-- Text for analysis follows --

I also applaud you for being decisive and taking bold actions. You manned up and can hold your head up high for the way you've conducted yourself


----------



## Q tip

180. 180. 180

Cease all discussion unless it's about D or kids welfare. Say nothing.


----------



## BigTexDad

Well tgat did not take long. Suddenly being nice and wanting to talk. She must have tried to use that credit card that won't work anymore. Or maybe she checked phone records to see that this time I am talking to an attorney. Not sure but she called me to apologize and say she was sorry for treating me the way she has been treating me and that she was wrong. so glad I came here to this forum to prepare me for her trying to pull this. 

I told her that I was busy and couldn't talk and that I was not wanting to discuss anything with her now. She pressed. I said "sorry, I have to go now." That is where we left it.


----------



## G.J.

Dark,Dark + more Dark until she's ready to tell all

Hope you have got that VAR and phone recorder to take it all down as she starts to spill the beans + keep all texts


----------



## Catherine602

Keep your friends close and your enemies closer. 

What do you think about doing this - letting her move back in and tell her that you may want to work on R if she is sincere. Don't change the financial protection. Having her around will allow you to watch her better. Continue with the D. Get all of your eggs in that basket. Under no circumstances let her know what you are doing and guard you privacy carefully. It may take months. Use the time to consolidate your relationship with your children. Have contingencies if she guesses what you are doing.

-- Text for analysis concluded --
-- Dataset extract follows --

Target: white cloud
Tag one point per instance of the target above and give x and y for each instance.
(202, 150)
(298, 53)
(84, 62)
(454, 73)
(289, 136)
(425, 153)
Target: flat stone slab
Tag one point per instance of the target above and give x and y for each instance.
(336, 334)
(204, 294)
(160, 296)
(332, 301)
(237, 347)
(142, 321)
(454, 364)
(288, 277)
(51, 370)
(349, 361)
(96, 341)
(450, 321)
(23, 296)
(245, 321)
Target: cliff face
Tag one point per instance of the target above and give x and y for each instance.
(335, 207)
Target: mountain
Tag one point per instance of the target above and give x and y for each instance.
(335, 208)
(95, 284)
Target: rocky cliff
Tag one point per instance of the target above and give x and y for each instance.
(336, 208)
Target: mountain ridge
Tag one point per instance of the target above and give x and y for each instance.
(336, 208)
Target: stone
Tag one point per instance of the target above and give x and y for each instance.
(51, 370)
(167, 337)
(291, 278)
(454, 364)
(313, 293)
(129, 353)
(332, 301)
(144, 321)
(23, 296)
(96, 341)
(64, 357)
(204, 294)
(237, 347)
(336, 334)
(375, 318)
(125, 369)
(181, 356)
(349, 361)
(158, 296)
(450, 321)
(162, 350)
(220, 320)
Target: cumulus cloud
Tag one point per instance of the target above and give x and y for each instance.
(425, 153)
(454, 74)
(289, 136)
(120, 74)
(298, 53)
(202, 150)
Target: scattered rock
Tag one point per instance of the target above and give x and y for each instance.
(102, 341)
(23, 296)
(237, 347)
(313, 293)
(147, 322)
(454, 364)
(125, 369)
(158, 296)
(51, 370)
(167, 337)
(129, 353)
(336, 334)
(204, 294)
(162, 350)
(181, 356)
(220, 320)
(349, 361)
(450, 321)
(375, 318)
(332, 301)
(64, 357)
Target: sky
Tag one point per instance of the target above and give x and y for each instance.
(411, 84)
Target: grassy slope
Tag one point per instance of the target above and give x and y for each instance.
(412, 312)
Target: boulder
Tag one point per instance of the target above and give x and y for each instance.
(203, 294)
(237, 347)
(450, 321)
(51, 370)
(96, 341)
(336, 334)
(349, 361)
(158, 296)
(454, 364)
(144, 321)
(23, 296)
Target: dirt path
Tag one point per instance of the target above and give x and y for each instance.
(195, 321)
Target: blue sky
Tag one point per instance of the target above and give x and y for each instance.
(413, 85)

-- Dataset extract concluded --

*Directions*
**a)** Quote the forum thread word for word, starting with "180. 180. 180" and going on through "to pull this.".
**b)** List every username that appears as a post heading in the forum thread.
**c)** Carry on the forum thread from the point where it stops.
The lines have nothing to do with the forum thread.

*Answers*
**a)**
180. 180. 180

Cease all discussion unless it's about D or kids welfare. Say nothing.


----------



## BigTexDad

Well tgat did not take long. Suddenly being nice and wanting to talk. She must have tried to use that credit card that won't work anymore. Or maybe she checked phone records to see that this time I am talking to an attorney. Not sure but she called me to apologize and say she was sorry for treating me the way she has been treating me and that she was wrong. so glad I came here to this forum to prepare me for her trying to pull this.

**b)** Q tip, BigTexDad, G.J., Catherine602

**c)**
During that time she is likely to show her strips by reverting back to vindictive behavior. when you don't give her the keys to the money. Stay cool, remind her that she is doing R no good by her behavior.


----------



## GusPolinski

BigTexDad said:


> Well tgat did not take long. Suddenly being nice and wanting to talk. She must have tried to use that credit card that won't work anymore. Or maybe she checked phone records to see that this time I am talking to an attorney. Not sure but she called me to apologize and say she was sorry for treating me the way she has been treating me and that she was wrong. so glad I came here to this forum to prepare me for her trying to pull this.
> 
> I told her that I was busy and couldn't talk and that I was not wanting to discuss anything with her now. She pressed. I said "sorry, I have to go now." That is where we left it.


Sure hope you had a VAR rolling for all of that.

And, by the way, Texas is a one-party consent state.


----------



## Wazza

Catherine602 said:


> Keep your friends close and your enemies closer.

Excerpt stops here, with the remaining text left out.